:: Source document ::
Studio album by Tony Martin/Dario Mollo
- Released: 24 January 2012 (US/Canada) 20 January 2012 (Europe)
- Recorded: 2011
- Genre: Hard rock
- Length: 49:56
- Label: Frontiers
- Producer: Dario Mollo

Tony Martin/Dario Mollo chronology
| The Cage 2 (2002) | The Third Cage (2012) |  |

= The Third Cage =

The Third Cage is the third collaboration between guitarist Dario Mollo and former Black Sabbath vocalist Tony Martin. All music was written by Mollo, with Martin contributing the lyrics. Mollo also produced, mixed and mastered the album.

== Reception ==

The Third Cage was met with mostly positive reviews upon its release. Most reviewers praised Mollo's guitar work in particular and the heavier songs, but criticized some tracks as being "by-the-numbers '80s pop metal". The album's opening and closing tracks, "Wicked World" and "Violet Moon", are often cited as stand-out tracks, the former as an example of a hard rock song "written and performed almost to perfection" and the latter for its "emotive essence".

:: Stated problem 1 ::
Decide whether each statement agrees with the album text: (a) Mollo wrote all of the album's music. (b) The album came out in Europe after its US/Canada release. (c) Reviewers singled out "Violet Moon" for its emotional quality. For each, answer yes or no and quote the deciding words.

:: Material to process ::

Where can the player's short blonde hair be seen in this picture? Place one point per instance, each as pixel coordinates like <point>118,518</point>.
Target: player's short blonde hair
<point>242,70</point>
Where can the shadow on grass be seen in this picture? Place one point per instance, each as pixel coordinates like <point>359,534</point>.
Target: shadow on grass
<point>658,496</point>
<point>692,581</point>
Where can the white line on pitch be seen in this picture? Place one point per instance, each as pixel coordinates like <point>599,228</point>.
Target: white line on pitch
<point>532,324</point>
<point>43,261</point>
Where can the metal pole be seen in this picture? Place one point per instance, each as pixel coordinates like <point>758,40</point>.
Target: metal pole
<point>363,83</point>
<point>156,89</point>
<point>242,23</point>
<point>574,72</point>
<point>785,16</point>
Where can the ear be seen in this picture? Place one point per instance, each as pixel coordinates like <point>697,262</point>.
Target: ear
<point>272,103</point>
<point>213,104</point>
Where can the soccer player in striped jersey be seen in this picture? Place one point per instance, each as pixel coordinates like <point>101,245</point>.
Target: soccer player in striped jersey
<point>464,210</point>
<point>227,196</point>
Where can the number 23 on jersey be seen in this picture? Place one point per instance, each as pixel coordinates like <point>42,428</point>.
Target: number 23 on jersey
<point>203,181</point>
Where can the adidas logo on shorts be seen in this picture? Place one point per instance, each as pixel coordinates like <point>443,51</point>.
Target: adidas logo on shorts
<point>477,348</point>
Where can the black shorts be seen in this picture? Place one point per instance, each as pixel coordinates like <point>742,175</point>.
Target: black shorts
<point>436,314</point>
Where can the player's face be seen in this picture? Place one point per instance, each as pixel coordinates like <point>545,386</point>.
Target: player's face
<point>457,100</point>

:: Stated problem 2 ::
Shift every coordinate in the answers by -84 and write out the entries from their start through the line holding "<point>692,581</point>", inclusive. Keep the requests and their sample points unchanged.

:: Reply 1 ::
(a) Yes: "All music was written by Mollo, with Martin contributing the lyrics."
(b) No: "24 January 2012 (US/Canada) 20 January 2012 (Europe)"
(c) Yes: "the latter for its "emotive essence""

:: Reply 2 ::
Where can the player's short blonde hair be seen in this picture? Place one point per instance, each as pixel coordinates like <point>118,518</point>.
Target: player's short blonde hair
<point>158,-14</point>
Where can the shadow on grass be seen in this picture? Place one point per instance, each as pixel coordinates like <point>359,534</point>.
Target: shadow on grass
<point>574,412</point>
<point>608,497</point>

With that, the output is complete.